-- ФРАГМЕНТ ТЕКСТА --

Автор: Всеволод Овчинников
Жанр: Путешествия и география

 

 


Вначале на все вопросы старается отвечать правитель цзуна. Но постепенно удается втянуть в беседу самого Цинпэя. Его немногословные фразы, дополняемые самой обстановкой стойбища, штрих за штрихом воссоздают картину жизни кочевников высокогорных пастбищ в Северном Тибете. Как и все здешние дети, Цингой появился на свет под открытым небом. Па старинному обычаю мать его за несколько дней до родов была изгнана из жилища и искала по ночам убежища от холода и ветра среди скота. Так издавна поступают, чтобы крики роженицы не испугали духа очага.

Едва начав ходить, мальчик уже учился ездить верхом на яке. Девяти лет он умел метко пущенными из пращи камешками заставить доверенных ему телят идти в нужном направлении. Такая сплетенная из шерсти праща издавна заменяет тибетским скотоводам пастушеский бич.

Однажды ранней осенью, когда Цинпэй спускался со стадом в долину, неожиданно налетела метель. Все скрылось в белом круговороте. Овцы сбились в кучу. Сквозь вой ветра мальчик расслышал отчаянный лай собак. Жеребенок, на котором он сидел, захрапел, почуяв волков. Их было три. Один сцепился с собаками, другие гонялись за овцами. Пустив в ход плеть, Цинпэй с трудом отогнал хищников. Навьючив на коня туши задранных овец, он с тяжелым сердцем отправился домой.

-- ИЗВЛЕЧЁННЫЕ ДАННЫЕ --
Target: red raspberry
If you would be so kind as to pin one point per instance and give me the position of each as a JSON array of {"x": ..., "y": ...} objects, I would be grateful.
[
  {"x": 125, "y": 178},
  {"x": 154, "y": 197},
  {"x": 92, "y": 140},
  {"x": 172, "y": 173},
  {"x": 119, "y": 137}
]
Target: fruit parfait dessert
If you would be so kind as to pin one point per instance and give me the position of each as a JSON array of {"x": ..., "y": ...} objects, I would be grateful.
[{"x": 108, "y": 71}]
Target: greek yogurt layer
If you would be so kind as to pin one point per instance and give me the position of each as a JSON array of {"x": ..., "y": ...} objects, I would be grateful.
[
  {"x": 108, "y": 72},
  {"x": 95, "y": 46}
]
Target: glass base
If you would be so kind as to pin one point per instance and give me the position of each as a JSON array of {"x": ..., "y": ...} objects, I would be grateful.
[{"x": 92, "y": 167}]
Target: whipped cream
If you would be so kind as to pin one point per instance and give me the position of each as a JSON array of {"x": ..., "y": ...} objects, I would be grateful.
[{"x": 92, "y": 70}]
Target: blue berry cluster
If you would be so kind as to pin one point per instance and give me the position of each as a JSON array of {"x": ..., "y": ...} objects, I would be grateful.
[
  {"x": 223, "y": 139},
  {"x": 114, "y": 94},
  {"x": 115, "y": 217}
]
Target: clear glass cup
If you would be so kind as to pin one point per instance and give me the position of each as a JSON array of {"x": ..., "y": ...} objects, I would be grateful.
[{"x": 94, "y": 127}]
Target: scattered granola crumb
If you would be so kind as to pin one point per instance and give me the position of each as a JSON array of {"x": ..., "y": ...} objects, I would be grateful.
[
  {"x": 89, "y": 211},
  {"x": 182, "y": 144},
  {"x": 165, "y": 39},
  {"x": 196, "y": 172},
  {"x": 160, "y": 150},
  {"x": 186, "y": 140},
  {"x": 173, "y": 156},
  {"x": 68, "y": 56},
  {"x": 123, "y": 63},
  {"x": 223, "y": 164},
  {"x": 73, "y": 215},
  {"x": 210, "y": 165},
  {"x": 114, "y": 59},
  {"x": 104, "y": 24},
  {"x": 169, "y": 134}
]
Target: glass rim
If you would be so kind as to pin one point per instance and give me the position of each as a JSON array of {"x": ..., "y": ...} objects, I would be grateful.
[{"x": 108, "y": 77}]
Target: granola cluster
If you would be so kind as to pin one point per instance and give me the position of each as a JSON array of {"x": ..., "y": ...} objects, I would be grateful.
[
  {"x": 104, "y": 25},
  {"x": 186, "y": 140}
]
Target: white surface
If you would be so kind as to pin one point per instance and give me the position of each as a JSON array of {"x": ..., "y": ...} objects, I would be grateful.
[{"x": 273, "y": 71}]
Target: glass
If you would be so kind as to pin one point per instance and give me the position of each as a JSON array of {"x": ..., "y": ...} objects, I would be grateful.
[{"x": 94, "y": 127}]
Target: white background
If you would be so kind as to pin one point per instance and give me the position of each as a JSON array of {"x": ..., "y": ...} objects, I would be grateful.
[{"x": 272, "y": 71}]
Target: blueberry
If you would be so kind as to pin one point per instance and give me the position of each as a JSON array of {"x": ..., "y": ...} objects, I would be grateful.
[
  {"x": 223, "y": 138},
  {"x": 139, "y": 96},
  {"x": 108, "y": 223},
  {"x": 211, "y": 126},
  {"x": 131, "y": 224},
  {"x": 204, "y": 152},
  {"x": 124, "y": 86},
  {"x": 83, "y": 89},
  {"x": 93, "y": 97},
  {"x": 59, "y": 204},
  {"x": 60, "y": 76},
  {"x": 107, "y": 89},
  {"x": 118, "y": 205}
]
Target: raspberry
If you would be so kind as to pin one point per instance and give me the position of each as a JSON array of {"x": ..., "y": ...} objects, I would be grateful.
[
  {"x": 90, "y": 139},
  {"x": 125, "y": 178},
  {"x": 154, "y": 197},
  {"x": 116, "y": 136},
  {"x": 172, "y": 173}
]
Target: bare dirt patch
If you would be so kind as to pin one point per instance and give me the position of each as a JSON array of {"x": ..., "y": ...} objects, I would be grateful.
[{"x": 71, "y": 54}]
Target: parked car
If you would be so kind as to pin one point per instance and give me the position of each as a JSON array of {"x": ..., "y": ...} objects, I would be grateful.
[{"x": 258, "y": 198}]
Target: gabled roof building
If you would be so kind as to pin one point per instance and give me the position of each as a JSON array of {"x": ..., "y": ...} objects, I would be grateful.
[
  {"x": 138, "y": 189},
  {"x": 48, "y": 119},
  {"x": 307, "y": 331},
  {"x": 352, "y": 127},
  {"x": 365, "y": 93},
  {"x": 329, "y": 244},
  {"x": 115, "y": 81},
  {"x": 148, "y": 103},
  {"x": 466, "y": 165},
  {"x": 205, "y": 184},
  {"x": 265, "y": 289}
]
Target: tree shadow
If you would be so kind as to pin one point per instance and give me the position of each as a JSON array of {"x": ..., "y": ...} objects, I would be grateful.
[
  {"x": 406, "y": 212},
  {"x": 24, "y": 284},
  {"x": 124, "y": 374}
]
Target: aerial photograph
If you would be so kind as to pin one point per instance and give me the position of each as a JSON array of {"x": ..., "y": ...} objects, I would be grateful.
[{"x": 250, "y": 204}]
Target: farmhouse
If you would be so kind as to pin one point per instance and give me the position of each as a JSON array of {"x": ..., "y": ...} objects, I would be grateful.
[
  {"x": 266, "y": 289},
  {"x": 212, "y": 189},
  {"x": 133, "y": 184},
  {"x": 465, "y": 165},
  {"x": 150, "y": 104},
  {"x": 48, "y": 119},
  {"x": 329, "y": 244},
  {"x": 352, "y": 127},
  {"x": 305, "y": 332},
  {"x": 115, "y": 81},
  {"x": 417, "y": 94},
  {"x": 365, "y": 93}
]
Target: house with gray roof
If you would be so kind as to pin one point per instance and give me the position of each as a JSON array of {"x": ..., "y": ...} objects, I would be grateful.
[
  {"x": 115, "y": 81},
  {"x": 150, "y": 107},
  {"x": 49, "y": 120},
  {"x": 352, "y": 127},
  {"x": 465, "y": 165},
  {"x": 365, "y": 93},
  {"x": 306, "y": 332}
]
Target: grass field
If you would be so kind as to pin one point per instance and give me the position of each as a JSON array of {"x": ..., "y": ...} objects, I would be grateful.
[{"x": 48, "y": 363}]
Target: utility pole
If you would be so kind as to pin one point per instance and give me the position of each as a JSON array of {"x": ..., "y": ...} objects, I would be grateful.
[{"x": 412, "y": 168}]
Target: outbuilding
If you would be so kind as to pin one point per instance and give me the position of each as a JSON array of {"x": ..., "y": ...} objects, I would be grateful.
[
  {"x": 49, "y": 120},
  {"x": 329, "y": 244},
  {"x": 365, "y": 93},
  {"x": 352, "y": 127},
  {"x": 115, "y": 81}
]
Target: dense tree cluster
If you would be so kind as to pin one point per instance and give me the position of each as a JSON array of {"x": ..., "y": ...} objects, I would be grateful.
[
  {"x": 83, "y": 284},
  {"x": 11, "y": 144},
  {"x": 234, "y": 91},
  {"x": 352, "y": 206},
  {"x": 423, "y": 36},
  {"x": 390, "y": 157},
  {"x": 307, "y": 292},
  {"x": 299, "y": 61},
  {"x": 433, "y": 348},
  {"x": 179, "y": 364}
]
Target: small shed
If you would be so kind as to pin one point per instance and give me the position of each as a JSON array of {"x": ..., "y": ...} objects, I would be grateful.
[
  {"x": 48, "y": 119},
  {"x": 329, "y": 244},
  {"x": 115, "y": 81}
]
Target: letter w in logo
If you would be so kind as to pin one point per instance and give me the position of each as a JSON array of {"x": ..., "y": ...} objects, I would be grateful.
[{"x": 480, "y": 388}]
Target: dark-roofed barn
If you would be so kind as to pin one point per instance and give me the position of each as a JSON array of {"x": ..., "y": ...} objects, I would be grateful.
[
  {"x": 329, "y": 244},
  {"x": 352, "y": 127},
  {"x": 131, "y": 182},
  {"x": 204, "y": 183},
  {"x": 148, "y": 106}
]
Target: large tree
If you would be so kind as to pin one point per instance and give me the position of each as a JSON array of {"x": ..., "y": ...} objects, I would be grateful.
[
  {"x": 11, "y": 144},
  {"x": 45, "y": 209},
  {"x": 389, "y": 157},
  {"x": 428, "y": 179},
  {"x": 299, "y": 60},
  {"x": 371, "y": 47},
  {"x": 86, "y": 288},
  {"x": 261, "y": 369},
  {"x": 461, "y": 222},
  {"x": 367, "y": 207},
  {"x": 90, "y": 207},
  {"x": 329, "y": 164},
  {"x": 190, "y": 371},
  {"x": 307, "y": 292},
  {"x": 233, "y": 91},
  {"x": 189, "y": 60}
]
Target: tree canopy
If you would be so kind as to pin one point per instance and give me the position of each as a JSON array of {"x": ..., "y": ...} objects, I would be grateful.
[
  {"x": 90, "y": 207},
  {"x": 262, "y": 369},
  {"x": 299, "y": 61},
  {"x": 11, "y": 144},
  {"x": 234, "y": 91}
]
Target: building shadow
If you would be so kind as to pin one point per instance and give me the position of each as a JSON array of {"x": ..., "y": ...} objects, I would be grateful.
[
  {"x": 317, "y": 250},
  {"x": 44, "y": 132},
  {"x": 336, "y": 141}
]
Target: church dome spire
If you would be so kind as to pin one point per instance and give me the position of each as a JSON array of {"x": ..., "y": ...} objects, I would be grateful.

-- ЧТО НУЖНО СДЕЛАТЬ --
Объясните по отрывку о жизни кочевников Северного Тибета, почему мать мальчика за несколько дней до родов изгнали из жилища. Уложитесь в одно–три предложения. Приведённый материал для работы не понадобится.

-- ВЫПОЛНЕННОЕ ЗАДАНИЕ --
Так требовал старинный обычай: роженицу изгоняли из жилища, чтобы её крики не испугали духа очага. Поэтому мать мальчика по ночам искала убежища от холода и ветра среди скота.